Exercices à réaliser —
1. Recopiez fidèlement le passage de l'extrait qui commence par les mots « Plombée par son » et s'achève par « bancaires, notamment suisses. ».
2. D'après l'extrait, sur quelles banques reposent les espoirs du président Ilyumzhinov ?

Extrait —
◇ ◇ ◇ ◇ ◇ ◇ ◇
Plombée par son président sous sanctions américaines, la Fédération internationale des échecs (FIDE) basée à Lausanne cherche désespérément une banque. UBS la privera dès mardi de toute opération financière autre que la sortie définitive de ses avoirs.

Quelle banque voudra des comptes de la Fédération internationale des échecs (FIDE) et de son sulfureux président Kirsan Ilyumzhinov? A en croire le courrier daté de jeudi dernier que s’est procuré la RTS, les espoirs du président Ilyumzhinov reposent sur CIM Banque et Bank of America. Des espoirs pourtant contredits par le directeur de la fédération dans un courrier daté du lendemain, évoquant déjà plusieurs tentatives infructueuses auprès d’autres établissements bancaires, notamment suisses.

La lettre de Kirsan Ilyumzhinov au directeur de la FIDE.
La lettre de Kirsan Ilyumzhinov au directeur de la FIDE.
◇ ◇ ◇ ◇ ◇ ◇ ◇
Données —
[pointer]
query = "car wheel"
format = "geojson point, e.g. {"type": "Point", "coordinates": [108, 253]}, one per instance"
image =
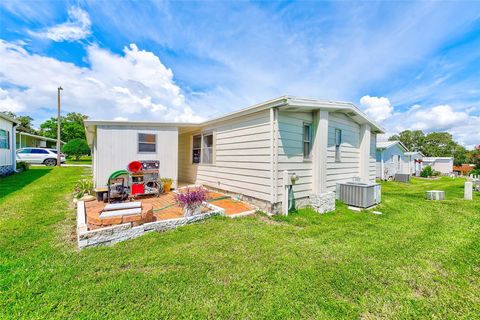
◇ ◇ ◇ ◇ ◇ ◇ ◇
Corrigé des exercices —
1.
Plombée par son président sous sanctions américaines, la Fédération internationale des échecs (FIDE) basée à Lausanne cherche désespérément une banque. UBS la privera dès mardi de toute opération financière autre que la sortie définitive de ses avoirs.

Quelle banque voudra des comptes de la Fédération internationale des échecs (FIDE) et de son sulfureux président Kirsan Ilyumzhinov? A en croire le courrier daté de jeudi dernier que s’est procuré la RTS, les espoirs du président Ilyumzhinov reposent sur CIM Banque et Bank of America. Des espoirs pourtant contredits par le directeur de la fédération dans un courrier daté du lendemain, évoquant déjà plusieurs tentatives infructueuses auprès d’autres établissements bancaires, notamment suisses.

2. Sur CIM Banque et Bank of America.